Source excerpt ▸
Thanks Dave! I first heard about you on the Polymorphic Podcast and I am now a believer and follower! :-)
Following your articles, I’ve updated our code to no longer to start using the Google CDN. Per this article, I’m also going to use the google CDN themes.
As a fallback, I’m checking to see if jquery === ‘undefined’ and including my local scripts and css if I can’t connect to the cdn.
Thanks for sharing!
Nathan
Wow, excellent find, thanks for the share.
Even Microsoft has it now. Not sure about the themes but at least the main JQuery file.
Any idea how I would just load a particular widget and not the whole jQuery UI js?
Like if I just needed the datepicker and not the whole thing?
Right now I can import ui.datepicker.js from my locally hosted jQuery UI. I’d like to be able to do the same thing with the Google jQuery UI CDN.
Unfortunately, there aren’t any custom bundles hosted on the CDN (as far as I know). Keep an eye out for the new jQuery plugins CDN though, which I believe is supposed to support custom combined bundles.
It is worth noting that the entire jQuery UI 1.7.2 package is only 45k when minified and gzipped. If you find yourself using even one or two more jQuery UI widgets, it would probably make sense to go ahead and reference the full version off the CDN.
Will jQuery plugins CDN be hosted on Google too?
I’m not sure where they’ll be hosted. I’d guess not on Google’s CDN, for the sake of flexibility.
Where did you hear for this? I thought you have some more (insider) information.
If it’s not on Google, we will have three hosters of jQuery which removes usefulness of caching.
If the plugins are hosted on a separate CDN, that wouldn’t lessen the benefit of using the Google CDN for jQuery itself.
That is true. I hope that they’ll not create another mirror for jQuery and jQuery UI. First thought I got after reading your previous comment is that there will be another hoster for jQuery too, not just plugins, but now after new reading I see that you didn’t say that.
Google won’t add a lot, if any, additional plugins to their CDN. In that case a jQuery CDN makes sense.
Thanks for documenting this. So far the URLs were in the 1.7.2 release blog post, but nowhere else. We really need to add them to the jQuery UI site.

Data ▸

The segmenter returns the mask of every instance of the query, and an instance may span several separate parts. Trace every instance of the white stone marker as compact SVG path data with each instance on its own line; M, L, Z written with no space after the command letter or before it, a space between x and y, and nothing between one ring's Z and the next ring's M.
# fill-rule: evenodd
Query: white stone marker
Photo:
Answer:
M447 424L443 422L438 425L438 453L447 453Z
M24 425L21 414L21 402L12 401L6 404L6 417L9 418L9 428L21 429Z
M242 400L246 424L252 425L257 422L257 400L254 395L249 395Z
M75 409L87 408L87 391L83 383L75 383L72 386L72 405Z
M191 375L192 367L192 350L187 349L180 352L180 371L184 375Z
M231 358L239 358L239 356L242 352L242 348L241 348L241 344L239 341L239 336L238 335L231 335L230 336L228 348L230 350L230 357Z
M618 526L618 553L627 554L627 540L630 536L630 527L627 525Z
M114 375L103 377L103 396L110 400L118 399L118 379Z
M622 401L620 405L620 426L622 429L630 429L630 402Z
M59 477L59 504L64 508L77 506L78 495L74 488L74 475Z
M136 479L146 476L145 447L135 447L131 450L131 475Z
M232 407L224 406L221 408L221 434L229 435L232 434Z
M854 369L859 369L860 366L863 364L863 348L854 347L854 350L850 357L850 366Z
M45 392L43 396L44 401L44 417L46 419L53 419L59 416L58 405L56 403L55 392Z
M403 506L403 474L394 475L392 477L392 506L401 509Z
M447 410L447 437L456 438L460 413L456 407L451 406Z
--
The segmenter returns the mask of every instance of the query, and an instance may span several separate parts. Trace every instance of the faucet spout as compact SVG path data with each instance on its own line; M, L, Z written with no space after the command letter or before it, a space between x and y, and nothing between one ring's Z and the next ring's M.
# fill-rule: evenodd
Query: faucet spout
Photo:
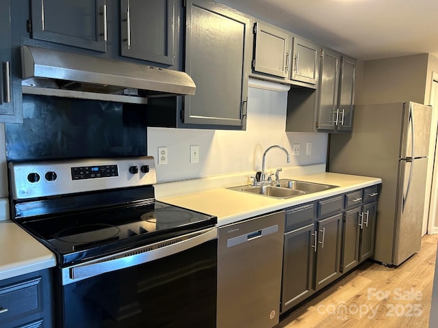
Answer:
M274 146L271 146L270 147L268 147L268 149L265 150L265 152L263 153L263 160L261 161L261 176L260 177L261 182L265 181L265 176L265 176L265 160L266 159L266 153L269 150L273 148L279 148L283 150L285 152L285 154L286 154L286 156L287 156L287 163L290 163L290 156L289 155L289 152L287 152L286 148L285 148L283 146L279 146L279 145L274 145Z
...
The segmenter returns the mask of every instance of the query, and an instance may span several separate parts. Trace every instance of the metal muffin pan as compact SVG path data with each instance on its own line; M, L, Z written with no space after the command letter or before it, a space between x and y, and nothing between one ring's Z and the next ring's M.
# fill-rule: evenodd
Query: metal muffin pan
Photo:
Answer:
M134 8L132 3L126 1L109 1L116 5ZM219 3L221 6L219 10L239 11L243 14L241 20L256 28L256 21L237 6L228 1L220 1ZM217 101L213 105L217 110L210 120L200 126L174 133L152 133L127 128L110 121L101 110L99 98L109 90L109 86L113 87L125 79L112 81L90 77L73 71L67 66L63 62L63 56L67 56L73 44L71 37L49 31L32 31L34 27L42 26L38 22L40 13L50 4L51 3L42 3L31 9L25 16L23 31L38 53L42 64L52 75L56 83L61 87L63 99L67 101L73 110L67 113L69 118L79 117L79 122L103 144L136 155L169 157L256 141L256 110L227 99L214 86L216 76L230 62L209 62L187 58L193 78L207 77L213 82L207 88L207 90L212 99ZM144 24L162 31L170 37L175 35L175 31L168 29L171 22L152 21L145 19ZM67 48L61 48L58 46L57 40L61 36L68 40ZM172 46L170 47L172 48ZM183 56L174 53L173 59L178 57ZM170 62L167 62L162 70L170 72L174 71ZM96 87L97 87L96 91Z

Problem to solve ▸
From the jQuery CDN discussion above, extract word for word the passage starting with "As a fallback, I’m" and going on through "for the share.".

Task solution ▸
As a fallback, I’m checking to see if jquery === ‘undefined’ and including my local scripts and css if I can’t connect to the cdn.
Thanks for sharing!
Nathan
Wow, excellent find, thanks for the share.